[[ Data listing, beginning ]]
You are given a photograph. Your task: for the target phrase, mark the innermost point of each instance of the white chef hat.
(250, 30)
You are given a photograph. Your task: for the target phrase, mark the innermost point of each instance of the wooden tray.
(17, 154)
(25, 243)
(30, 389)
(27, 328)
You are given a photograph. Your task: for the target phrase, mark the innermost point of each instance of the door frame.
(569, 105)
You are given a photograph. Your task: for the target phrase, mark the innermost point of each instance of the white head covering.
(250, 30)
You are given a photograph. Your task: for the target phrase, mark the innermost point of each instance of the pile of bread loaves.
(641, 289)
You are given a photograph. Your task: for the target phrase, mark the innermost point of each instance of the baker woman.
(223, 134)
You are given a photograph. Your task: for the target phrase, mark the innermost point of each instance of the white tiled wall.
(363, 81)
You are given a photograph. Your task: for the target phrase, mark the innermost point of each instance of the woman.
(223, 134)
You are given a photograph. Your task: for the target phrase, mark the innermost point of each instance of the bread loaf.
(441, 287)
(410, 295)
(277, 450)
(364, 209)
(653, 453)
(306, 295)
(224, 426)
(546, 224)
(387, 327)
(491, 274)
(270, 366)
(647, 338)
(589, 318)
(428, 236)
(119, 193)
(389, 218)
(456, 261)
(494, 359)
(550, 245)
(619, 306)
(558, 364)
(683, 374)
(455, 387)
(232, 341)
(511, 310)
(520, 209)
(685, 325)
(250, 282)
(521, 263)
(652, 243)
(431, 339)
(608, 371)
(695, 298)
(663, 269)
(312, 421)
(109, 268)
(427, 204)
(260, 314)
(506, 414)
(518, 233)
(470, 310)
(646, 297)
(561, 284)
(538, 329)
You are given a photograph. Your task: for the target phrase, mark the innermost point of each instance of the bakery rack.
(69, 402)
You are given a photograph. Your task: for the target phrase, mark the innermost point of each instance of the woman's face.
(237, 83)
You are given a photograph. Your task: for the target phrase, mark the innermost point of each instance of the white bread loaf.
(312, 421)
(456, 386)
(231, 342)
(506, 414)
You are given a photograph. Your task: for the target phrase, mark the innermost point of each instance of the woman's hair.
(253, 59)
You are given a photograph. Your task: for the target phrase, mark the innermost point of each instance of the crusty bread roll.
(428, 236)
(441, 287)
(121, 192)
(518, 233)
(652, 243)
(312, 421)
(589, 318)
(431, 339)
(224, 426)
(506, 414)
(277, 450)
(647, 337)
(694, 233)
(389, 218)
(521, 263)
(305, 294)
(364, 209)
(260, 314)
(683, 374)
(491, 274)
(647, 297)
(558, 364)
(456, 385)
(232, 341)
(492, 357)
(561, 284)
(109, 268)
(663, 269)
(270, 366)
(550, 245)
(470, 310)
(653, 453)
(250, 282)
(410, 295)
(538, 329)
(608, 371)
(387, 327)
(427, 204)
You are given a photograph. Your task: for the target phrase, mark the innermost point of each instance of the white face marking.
[[ Data listing, end ]]
> Your objective
Transcribe the listing from start to finish, exactly as given.

> Answer space
You are given a photograph. Your task: for the target phrase, mark the innermost point of each instance of the white chef hat.
(250, 30)
You are given a photograph. Your task: for the target phrase, mark the innermost point of each instance of the wooden tray.
(17, 154)
(25, 243)
(30, 389)
(27, 328)
You are given a photograph. Your task: for the target phrase, mark the innermost point of each instance of the door frame.
(569, 105)
You are given a photograph. Your task: for the target phrase, mark the innermost point of each instance of the white head covering.
(250, 30)
You are given a photograph. Your task: for the target phrase, mark the innermost point of each instance of the pile of bread loaves.
(641, 289)
You are given a photograph. Your task: for the target phrase, mark the innermost point of each instance of the baker woman.
(223, 134)
You are given a photograph. Your task: for the target phrase, mark the innermost point of each instance of the white tiled wall.
(363, 81)
You are given a photograph. Your task: for the target phrase, mark the innermost point of each instance of the woman.
(223, 134)
You are given a photograph. Your task: for the target phrase, mark the innermost point of each instance of the bread loaf.
(441, 287)
(410, 295)
(277, 450)
(364, 209)
(653, 453)
(306, 295)
(224, 426)
(546, 224)
(387, 327)
(491, 274)
(270, 366)
(647, 338)
(589, 318)
(428, 236)
(119, 193)
(389, 218)
(456, 261)
(494, 359)
(550, 245)
(619, 306)
(558, 364)
(683, 374)
(455, 387)
(232, 341)
(511, 310)
(520, 209)
(685, 325)
(250, 282)
(521, 263)
(652, 243)
(431, 339)
(608, 371)
(695, 298)
(663, 269)
(312, 421)
(109, 268)
(427, 204)
(260, 314)
(506, 414)
(518, 233)
(470, 310)
(646, 297)
(561, 284)
(538, 329)
You are given a photograph. Your task: for the target phrase, mark the innermost point of each instance of the bakery rack.
(69, 402)
You are given a photograph. Your task: for the target phrase, mark the innermost point of each instance of the woman's face.
(237, 83)
You are given a photograph. Your task: for the target phrase, mark the innermost point of each instance of the white bread loaf.
(312, 421)
(456, 386)
(231, 342)
(506, 414)
You are given a photograph. Your task: for the target phrase, mark the innermost point of each instance of the woman's hair.
(253, 59)
You are given a photograph. Your task: for the target phrase, mark the innermost point of each instance of the crusty bread roll.
(428, 236)
(441, 287)
(121, 192)
(518, 233)
(652, 243)
(312, 421)
(589, 318)
(431, 339)
(224, 426)
(506, 414)
(277, 450)
(647, 337)
(694, 233)
(389, 218)
(521, 263)
(305, 294)
(364, 209)
(260, 314)
(683, 374)
(491, 274)
(647, 297)
(558, 364)
(456, 385)
(232, 341)
(492, 357)
(561, 284)
(109, 268)
(663, 269)
(270, 366)
(550, 245)
(470, 310)
(653, 453)
(250, 282)
(410, 295)
(538, 329)
(608, 371)
(387, 327)
(427, 204)
You are given a photograph. Your task: for the target phrase, mark the innermost point of each instance of the white face marking.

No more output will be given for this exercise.